Но постановка «Сестры Беатрисы» пленила Блока «веянием чуда, которым расцвела сцена, воплотив внезапно, нечаянно ремарку Метерлинка». «Мы пережили на этом спектакле то волнение, которое пробуждает ветер искусства, веющий со сцены». Здесь Блок находит то, чего он ждал от этого театра, ради чего этот театр создавался: коллективное переживание духовного кризиса — наиболее остро ощущаемой Блоком ситуации периода 1906 – 1907 гг. Монахини в «Сестре Беатрисе», потрясенные и преображенные чудом «превращения» Беатрисы в Мадонну, символизировали возможность некоего жизненного чуда. И чем менее рационально воспринималась зрителями символика театрального действия, чем менее конкретно было возникающее тут подобие современной ситуации, тем большую достоверность приобретал символ.

Комиссаржевская в роли Беатрисы вносила в спектакль свою тему, поднимая на трагедийную высоту и окружая ореолом святости исковерканную социальным злом человеческую личность. Однако нельзя не обратить внимание на то, что Блок в своем отклике на спектакль даже не называет имени Комиссаржевской.

{274} Выделяя драгоценный элемент «соборности», он оставляет в тени все другие стороны спектакля, в том числе, возможно, и слишком для этого спектакля «натуральную» психологичность игры Комиссаржевской. Не говорит он о третьей и самой сильной в спектакле тенденции, которая вскоре выступит для него в творчестве Мейерхольда на первый план в качестве главной опасности. Между тем уже в «Гедде Габлер» Мейерхольд обнаружил ее полностью. Она выражалась в необычайно решительном и волевом усилии режиссера перевести актеров из реального плана их сценического бытия (т. е., из традиционного творческого самочувствия — искреннего «переживания» пьесы и пр.) в план бытия специфически художественного, вторичного и обособленного.

Плоскостные мизансцены «Сестры Беатрисы» должны были, согласно направлению режиссерской мысли, символизировать не жизнь людей, но жизнь искусства. Скульптурные фризы старинных католических соборов составляли реальную сферу бытия женских образов спектакля. «Все, одетые как одна, с совершенно одинаковыми жестами, медленными, скупыми движениями, одинаково всеми повторяемыми, они двигались все время в полуоборот, чтобы не разрушать этого спокойствия барельефа, и проходили перед глазами, как чудесный узор на сером камне ветхого собора, создавая многоликий и единый в своей многоликости хор»[387].

Блок акцентировал момент прорыва этого единообразия, нарушение — внезапное и нечаянное — этой эстетической трансформации человека. Но прорыв и нарушение не в пользу традиционной жизненной достоверности того, что изображается на сцене: им отмечается с удовлетворением стихийно возникший (Блок говорит о «чуде» и в этом смысле), режиссерским методом не подготовленный (скорее — противопоказанный ему) переплеск театра через рампу. Зритель был «символизирован» сценой и театр охватил его, как его собственная расширенная, высшая форма существования.

* **Выдержки из данных**:

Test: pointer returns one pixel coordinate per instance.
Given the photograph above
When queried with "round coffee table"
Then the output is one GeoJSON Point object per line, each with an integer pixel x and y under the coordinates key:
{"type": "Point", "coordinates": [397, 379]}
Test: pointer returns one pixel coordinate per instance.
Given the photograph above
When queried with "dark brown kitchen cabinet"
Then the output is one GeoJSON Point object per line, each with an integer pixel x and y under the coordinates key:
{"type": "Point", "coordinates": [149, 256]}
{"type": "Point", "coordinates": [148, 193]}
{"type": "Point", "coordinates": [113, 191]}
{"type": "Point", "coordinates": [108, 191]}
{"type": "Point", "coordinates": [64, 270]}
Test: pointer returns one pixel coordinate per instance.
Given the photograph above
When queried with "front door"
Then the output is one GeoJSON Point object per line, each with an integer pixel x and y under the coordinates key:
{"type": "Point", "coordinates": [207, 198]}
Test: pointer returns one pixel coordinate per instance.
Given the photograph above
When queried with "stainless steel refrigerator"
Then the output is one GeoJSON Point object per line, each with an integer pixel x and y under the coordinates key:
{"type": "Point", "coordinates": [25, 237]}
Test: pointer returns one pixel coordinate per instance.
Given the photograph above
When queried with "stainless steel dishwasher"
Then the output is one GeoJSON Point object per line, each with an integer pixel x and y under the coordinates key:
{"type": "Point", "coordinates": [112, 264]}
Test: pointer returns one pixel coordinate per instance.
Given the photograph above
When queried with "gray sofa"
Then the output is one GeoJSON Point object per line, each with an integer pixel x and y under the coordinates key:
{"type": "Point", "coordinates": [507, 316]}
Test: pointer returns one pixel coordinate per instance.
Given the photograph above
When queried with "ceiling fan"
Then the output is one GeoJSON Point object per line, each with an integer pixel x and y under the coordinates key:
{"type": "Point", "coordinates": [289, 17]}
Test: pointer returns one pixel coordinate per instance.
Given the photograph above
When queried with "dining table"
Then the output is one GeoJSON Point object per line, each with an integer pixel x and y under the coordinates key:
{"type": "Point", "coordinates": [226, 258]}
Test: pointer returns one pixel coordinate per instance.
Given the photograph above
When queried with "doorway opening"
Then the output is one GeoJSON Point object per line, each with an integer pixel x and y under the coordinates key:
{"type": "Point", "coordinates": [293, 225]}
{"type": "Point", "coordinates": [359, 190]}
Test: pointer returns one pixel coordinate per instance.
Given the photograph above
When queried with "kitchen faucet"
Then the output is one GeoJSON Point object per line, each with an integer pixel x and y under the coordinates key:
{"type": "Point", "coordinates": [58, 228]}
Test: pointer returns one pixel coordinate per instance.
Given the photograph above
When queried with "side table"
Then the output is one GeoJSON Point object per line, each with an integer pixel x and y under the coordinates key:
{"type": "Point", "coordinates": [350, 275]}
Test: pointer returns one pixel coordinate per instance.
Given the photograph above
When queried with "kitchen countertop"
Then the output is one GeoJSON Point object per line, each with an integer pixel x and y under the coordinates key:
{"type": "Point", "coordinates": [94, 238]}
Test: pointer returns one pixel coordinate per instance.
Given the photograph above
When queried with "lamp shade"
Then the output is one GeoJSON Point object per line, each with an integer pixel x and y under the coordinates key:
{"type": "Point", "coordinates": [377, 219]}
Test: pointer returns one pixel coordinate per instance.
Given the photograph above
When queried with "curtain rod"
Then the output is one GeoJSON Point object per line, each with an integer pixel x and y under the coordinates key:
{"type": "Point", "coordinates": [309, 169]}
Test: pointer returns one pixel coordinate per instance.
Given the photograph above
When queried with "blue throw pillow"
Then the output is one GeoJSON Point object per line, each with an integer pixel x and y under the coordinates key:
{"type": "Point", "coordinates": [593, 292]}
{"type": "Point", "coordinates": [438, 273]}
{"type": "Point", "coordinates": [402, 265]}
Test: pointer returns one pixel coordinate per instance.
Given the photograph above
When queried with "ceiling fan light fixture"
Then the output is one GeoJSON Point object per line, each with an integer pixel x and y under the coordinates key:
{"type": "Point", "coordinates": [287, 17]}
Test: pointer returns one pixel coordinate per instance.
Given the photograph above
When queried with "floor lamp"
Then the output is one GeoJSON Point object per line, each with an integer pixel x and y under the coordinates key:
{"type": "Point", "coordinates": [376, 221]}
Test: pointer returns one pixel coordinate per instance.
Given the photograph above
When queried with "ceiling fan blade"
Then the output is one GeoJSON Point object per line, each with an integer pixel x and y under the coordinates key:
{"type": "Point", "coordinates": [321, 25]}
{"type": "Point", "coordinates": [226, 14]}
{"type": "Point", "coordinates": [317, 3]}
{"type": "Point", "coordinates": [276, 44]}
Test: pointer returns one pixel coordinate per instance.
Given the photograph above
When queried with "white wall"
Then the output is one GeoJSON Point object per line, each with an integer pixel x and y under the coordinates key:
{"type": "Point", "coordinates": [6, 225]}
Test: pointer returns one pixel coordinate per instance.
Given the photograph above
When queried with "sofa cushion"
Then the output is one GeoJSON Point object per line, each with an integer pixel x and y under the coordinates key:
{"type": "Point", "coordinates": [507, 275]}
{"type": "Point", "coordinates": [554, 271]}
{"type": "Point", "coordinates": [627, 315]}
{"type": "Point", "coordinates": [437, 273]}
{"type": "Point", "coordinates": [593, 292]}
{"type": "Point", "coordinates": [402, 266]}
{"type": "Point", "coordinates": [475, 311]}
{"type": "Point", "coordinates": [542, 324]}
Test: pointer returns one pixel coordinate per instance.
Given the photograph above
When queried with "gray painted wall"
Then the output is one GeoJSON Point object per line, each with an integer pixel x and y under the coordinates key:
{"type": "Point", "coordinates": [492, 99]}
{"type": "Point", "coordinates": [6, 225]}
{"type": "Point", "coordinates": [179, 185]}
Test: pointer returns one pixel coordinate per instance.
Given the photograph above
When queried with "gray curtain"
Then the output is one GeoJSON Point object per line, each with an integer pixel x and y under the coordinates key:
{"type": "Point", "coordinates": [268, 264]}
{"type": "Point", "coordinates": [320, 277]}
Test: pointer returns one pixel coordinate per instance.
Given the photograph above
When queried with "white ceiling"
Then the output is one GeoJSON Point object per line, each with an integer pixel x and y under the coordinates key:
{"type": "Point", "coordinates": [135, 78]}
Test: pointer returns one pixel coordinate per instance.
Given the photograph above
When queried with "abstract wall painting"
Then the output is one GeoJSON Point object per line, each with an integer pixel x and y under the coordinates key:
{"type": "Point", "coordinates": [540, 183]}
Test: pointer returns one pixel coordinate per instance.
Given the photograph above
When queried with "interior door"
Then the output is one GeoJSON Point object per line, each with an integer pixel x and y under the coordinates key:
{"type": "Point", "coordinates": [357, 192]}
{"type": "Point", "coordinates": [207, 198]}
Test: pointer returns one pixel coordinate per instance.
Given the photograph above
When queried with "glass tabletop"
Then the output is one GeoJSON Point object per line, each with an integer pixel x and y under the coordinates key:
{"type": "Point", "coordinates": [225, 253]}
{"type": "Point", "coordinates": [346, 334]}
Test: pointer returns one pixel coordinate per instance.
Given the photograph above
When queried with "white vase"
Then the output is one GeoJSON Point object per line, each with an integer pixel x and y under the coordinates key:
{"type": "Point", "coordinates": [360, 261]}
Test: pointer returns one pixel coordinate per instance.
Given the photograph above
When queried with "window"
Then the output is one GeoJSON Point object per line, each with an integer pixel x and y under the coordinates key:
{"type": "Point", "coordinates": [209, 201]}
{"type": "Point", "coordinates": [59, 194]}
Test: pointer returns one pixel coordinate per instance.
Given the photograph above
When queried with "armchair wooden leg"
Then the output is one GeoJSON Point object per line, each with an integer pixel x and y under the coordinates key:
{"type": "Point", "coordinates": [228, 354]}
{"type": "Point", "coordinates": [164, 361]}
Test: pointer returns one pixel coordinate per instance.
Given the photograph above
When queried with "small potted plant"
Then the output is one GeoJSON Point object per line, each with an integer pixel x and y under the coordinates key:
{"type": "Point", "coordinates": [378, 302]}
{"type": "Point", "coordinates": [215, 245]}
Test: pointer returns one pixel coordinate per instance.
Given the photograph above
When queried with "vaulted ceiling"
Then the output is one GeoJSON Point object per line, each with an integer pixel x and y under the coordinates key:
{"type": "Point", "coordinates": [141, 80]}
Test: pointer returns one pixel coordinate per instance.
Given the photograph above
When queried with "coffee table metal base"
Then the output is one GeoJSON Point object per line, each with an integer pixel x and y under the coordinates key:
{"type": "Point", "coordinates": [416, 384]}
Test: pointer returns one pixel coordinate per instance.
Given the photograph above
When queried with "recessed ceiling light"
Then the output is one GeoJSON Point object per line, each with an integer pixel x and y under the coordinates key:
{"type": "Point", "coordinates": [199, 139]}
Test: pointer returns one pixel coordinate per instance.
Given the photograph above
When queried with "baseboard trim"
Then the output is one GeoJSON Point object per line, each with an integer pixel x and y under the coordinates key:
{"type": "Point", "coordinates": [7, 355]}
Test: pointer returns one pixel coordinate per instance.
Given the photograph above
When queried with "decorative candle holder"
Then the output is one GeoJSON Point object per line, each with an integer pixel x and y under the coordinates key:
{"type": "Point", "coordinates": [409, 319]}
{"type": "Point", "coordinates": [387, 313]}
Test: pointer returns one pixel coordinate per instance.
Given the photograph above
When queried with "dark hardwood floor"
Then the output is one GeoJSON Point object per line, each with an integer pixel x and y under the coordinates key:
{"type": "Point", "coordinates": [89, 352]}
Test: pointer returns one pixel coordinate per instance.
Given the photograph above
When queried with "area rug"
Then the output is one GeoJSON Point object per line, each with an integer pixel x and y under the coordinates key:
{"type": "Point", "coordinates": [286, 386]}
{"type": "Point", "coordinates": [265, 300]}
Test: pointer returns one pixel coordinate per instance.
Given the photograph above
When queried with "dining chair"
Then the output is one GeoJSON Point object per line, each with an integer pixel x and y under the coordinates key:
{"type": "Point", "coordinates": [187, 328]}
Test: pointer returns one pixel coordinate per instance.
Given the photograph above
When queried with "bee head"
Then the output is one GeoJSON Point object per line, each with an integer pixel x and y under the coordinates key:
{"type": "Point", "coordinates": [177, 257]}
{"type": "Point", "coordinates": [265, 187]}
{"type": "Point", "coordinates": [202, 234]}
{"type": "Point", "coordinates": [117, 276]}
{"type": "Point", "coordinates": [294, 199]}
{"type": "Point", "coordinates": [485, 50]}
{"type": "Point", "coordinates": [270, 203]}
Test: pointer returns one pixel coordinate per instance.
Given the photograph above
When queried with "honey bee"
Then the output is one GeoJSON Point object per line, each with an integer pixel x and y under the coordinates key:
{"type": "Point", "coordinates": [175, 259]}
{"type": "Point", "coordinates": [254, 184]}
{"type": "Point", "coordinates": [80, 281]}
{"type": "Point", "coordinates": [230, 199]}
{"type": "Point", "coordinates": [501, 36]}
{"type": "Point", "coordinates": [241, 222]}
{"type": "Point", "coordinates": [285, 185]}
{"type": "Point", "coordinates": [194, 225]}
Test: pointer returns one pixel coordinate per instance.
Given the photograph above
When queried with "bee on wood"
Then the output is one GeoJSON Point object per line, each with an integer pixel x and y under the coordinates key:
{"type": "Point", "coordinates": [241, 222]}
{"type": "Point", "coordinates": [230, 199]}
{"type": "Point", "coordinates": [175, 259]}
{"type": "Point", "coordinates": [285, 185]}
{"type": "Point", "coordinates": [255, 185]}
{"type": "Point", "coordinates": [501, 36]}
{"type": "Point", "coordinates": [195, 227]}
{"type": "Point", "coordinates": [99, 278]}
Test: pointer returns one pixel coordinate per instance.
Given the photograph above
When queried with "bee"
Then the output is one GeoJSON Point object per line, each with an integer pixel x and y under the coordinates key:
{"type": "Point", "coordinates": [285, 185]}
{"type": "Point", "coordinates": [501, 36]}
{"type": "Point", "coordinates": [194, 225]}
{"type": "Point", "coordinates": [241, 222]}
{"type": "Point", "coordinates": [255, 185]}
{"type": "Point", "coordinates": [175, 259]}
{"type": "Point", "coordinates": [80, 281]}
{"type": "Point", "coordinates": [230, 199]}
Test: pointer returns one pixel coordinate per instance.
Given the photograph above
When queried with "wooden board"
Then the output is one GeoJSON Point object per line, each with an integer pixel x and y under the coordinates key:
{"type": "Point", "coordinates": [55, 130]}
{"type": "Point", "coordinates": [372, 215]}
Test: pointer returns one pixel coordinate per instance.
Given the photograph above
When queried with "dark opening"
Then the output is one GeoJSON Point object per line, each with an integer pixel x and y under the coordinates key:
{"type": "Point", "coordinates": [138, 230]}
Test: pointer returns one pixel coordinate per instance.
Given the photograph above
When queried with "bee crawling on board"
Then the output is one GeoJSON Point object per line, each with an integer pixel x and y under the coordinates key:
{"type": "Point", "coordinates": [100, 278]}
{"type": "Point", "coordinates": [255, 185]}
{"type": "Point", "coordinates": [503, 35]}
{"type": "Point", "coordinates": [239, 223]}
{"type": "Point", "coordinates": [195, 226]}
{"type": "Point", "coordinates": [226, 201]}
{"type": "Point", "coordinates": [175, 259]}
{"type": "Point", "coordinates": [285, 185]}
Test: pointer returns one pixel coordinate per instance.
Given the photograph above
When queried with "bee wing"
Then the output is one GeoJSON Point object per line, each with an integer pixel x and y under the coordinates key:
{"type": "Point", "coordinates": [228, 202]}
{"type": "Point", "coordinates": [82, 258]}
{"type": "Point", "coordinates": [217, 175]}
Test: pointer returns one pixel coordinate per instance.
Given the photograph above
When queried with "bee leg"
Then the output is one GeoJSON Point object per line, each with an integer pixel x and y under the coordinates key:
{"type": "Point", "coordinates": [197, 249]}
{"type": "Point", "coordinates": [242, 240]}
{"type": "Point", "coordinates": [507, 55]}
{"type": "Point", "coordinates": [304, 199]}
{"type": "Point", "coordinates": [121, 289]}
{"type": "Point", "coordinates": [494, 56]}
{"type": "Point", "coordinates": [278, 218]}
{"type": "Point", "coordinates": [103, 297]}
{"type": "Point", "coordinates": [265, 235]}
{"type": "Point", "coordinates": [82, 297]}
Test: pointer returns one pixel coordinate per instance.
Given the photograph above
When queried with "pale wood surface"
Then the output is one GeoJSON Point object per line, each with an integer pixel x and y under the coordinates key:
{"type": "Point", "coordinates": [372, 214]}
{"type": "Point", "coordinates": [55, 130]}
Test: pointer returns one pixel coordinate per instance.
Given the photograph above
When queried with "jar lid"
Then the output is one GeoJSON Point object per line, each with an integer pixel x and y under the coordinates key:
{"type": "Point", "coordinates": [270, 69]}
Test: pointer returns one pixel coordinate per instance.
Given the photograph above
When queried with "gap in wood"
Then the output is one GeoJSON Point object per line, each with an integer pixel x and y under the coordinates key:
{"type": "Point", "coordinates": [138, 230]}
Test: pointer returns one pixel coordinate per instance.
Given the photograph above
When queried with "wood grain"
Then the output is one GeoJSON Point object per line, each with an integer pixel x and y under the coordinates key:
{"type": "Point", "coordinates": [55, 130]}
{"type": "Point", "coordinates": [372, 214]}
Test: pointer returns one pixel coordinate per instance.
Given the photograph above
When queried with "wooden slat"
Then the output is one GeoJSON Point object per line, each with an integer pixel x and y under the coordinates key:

* **Задания**:
1 - Объясните в одном–трех предложениях, почему, согласно отрывку о постановке «Сестры Беатрисы», героини спектакля все время двигались в полуоборот.
2 - Назовите всех людей, которые упомянуты по фамилии в отрывке о постановке «Сестры Беатрисы».
3 - Переведите на английский язык предложение из отрывка о постановке «Сестры Беатрисы»: «Плоскостные мизансцены «Сестры Беатрисы» должны были, согласно направлению режиссерской мысли, символизировать не жизнь людей, но жизнь искусства».
Материал для работы не понадобится.

* **Ответы к заданиям**:
1 - Они двигались в полуоборот, чтобы не разрушать спокойствия барельефа. Так героини проходили перед глазами, как узор на сером камне старинного собора, и образовывали единый хор.

2 - Блок, Метерлинк, Комиссаржевская, Мейерхольд.

3 - In keeping with the direction of the director's thinking, the flat mise-en-scènes of "Sister Beatrice" were meant to symbolize not the life of people but the life of art.